- _Problem to work on_
Type the entries out again exactly as they read, but leave every picture behind.

[Referring expression pointing data]
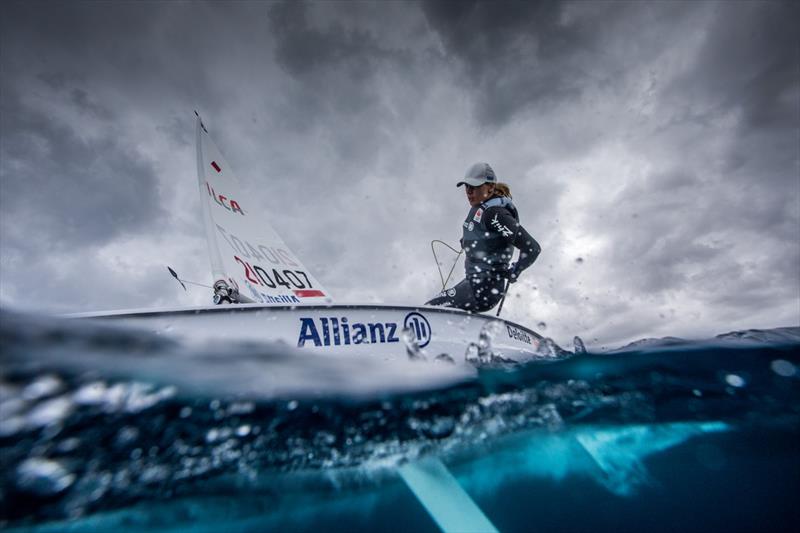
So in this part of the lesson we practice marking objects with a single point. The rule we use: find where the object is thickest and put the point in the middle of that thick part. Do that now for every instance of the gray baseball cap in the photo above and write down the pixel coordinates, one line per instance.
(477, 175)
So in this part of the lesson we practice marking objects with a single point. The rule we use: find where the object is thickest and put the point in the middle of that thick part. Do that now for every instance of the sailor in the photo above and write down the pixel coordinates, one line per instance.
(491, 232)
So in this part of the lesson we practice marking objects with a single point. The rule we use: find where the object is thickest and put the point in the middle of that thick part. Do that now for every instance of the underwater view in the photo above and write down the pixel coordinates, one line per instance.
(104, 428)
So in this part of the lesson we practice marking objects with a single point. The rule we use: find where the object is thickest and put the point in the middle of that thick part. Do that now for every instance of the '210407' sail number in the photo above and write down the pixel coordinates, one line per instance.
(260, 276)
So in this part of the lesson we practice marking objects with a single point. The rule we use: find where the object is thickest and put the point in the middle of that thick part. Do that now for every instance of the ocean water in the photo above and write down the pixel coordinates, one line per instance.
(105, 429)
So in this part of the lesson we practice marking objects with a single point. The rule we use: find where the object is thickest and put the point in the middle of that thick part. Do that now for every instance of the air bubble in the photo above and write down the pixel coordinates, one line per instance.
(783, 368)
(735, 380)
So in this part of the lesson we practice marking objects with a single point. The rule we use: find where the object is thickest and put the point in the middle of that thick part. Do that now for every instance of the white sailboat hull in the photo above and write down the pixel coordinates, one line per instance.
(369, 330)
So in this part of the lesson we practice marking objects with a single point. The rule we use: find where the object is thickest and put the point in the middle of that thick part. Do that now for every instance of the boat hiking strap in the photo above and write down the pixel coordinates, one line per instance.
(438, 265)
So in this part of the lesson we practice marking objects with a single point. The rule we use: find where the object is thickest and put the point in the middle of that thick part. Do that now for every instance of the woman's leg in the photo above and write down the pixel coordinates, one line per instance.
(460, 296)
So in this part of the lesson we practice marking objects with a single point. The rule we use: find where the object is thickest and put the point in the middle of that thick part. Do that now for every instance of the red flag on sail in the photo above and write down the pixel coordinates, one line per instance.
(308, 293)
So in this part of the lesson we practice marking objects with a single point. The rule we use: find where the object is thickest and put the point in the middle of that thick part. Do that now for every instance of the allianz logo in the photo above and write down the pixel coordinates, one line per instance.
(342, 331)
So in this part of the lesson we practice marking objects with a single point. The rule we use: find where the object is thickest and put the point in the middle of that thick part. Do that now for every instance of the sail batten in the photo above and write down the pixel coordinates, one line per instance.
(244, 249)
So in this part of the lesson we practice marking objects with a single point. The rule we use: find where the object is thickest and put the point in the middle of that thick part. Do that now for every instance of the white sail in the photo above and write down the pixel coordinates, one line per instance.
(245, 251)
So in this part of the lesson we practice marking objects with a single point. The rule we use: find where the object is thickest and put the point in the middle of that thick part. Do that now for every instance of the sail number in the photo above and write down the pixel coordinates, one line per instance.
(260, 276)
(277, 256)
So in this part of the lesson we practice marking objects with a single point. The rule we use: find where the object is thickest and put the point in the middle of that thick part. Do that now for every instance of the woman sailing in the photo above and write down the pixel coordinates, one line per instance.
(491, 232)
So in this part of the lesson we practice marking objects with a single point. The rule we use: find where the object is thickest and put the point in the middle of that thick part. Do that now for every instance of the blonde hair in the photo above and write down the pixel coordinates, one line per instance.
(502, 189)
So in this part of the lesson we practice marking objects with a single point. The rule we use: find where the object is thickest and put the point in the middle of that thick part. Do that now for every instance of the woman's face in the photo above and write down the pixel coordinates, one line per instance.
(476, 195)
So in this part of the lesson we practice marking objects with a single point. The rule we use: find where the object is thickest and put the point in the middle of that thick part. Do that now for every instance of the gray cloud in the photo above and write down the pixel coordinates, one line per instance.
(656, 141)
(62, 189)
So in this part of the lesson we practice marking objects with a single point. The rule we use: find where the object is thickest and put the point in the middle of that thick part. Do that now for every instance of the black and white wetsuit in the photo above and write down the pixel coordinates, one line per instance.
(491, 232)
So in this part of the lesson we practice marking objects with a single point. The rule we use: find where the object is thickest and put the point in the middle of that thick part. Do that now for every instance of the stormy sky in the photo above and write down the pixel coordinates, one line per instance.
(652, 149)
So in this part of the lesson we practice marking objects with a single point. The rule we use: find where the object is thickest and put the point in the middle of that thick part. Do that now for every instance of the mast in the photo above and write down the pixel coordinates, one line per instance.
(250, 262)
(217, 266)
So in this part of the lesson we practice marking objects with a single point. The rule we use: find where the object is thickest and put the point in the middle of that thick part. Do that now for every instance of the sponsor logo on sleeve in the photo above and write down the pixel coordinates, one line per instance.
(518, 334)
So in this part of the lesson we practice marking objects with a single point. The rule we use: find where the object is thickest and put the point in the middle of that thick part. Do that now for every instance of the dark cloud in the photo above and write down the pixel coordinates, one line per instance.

- _Answer for this exercise_
So in this part of the lesson we practice marking objects with a single point. The rule we use: find where the object is thickest and put the point in the middle of that thick part. Do that now for every instance of the gray baseball cap in the photo above and write down the pixel coordinates, one line per instance.
(477, 175)
So in this part of the lesson we practice marking objects with a single point. The rule we use: find where the object is thickest and put the point in the middle of that thick part. Do that now for every instance of the sailor in the photo above and write down the pixel coordinates, one line per instance.
(491, 232)
So in this part of the lesson we practice marking objects with a single point. The rule we use: find where the object is thickest and put the point in the middle of that thick part. Do that now for every instance of the underwater view in the photo above and write down the pixel coordinates, one line per instance.
(104, 428)
So in this part of the lesson we practice marking objects with a single point. The rule we use: find where the object is thickest and put the point in the middle of that thick part. Do that now for every instance of the '210407' sail number in the photo above and write down the pixel coordinates, one line per instance.
(260, 276)
So in this part of the lesson we practice marking objects with a single point. The rule we use: find where the object is thickest and put the point in the middle of that thick part. Do that now for every instance of the ocean water in the photo above and write down the pixel coordinates, one line per instance.
(105, 429)
So in this part of the lesson we practice marking objects with a single point. The rule we use: find where the object is thickest and put the point in the middle of that thick part. Do that now for every instance of the air bubble in the photo above and write down the pixel coordinates, one line per instance.
(783, 368)
(735, 380)
So in this part of the lesson we practice marking objects with a single point. The rule we use: find where the object is thickest and put the point in the middle of that thick part. Do that now for every instance of the white sailboat hull in the photo above and write down the pixel coordinates, one line per instance.
(369, 330)
So in this part of the lesson we practice marking objects with a single point. The rule we use: find where the object is thickest and put the point in the middle of that thick part. Do that now for every instance of the boat hiking strap in the photo above and write down the pixel coordinates, one line per instance.
(438, 265)
So in this part of the lesson we practice marking objects with a single point. The rule we use: find where the object is thickest and put the point in the middle of that thick part. Do that now for every instance of the woman's leg in the photo above and write down the pixel coordinates, one line per instance.
(460, 296)
So in this part of the lesson we practice marking objects with a single point. The rule we use: find where the object is thickest and put the point in the middle of that thick part. Do that now for every instance of the red flag on sail in the photo above and write down the pixel coordinates, one line per instance.
(308, 293)
So in this part of the lesson we practice marking objects with a single point. The rule we use: find where the object is thickest and put the point in the middle of that thick part. Do that now for every instance of the allianz logo in the photo above and write down the pixel coordinates, one line per instance.
(342, 331)
So in this part of the lesson we practice marking objects with a single point. The rule we use: find where the object is thickest and put the point in the middle of that thick part. Do that now for every instance of the sail batten in the photo above and write down the pixel coordinates, one line per instance.
(244, 249)
So in this part of the lesson we practice marking objects with a single point. The rule we use: find where the object is thickest and put the point in the middle of that thick part. Do that now for every instance of the white sail in the photo above and write down the pixel coordinates, one line per instance.
(245, 251)
So in this part of the lesson we practice marking objects with a single point. The rule we use: find where the object is thickest and put the point in the middle of that thick part. Do that now for every instance of the sail number in the photo above and write down the pixel coordinates, one line per instance.
(260, 276)
(277, 256)
So in this part of the lesson we practice marking objects with a single point. The rule we use: find where the object is thickest and put the point in the middle of that thick part. Do that now for every instance of the woman sailing in the photo above and write down the pixel coordinates, one line per instance.
(491, 232)
So in this part of the lesson we practice marking objects with a single point. The rule we use: find where the object is thickest and put the point in the middle of that thick part. Do that now for every instance of the blonde hair in the photo above and write down the pixel coordinates, one line per instance.
(502, 189)
So in this part of the lesson we practice marking objects with a single point. The rule we use: find where the object is thickest and put the point in the middle of that thick part. Do that now for every instance of the woman's face in the photo above and write down the pixel coordinates, one line per instance.
(476, 195)
So in this part of the lesson we practice marking objects with a single point. The rule we use: find where the object is thickest and put the point in the middle of that thick part. Do that now for every instance of the gray cloud in the photo above and write down the pixel coordinates, one line per instance.
(656, 141)
(62, 189)
So in this part of the lesson we practice marking objects with a single point. The rule we use: find where the object is thickest and put the point in the middle of that thick part. Do that now for every instance of the black and white wetsuit in the photo above and write down the pixel coordinates, one line per instance.
(491, 232)
So in this part of the lesson we practice marking objects with a single point. The rule we use: find where the object is thickest and put the point in the middle of that thick part. Do that now for every instance of the stormy sky in the photo above and write down the pixel coordinates, one line per instance.
(652, 149)
So in this part of the lesson we practice marking objects with a single point. The rule we use: find where the object is thickest and put the point in the middle of that thick part. Do that now for every instance of the mast in the photo above and write down the pixel coordinates, one line per instance.
(250, 262)
(217, 266)
So in this part of the lesson we practice marking objects with a single point. The rule we use: find where the object is thickest and put the point in the middle of that thick part. Do that now for every instance of the sponsor logo on sleeve in the photo above and write down the pixel coordinates, one line per instance.
(518, 334)
So in this part of the lesson we practice marking objects with a single point. The rule we use: find where the object is thickest and put the point in the middle of that thick part. Do that now for every instance of the dark cloud in the photo above and write down the pixel coordinates, one line per instance.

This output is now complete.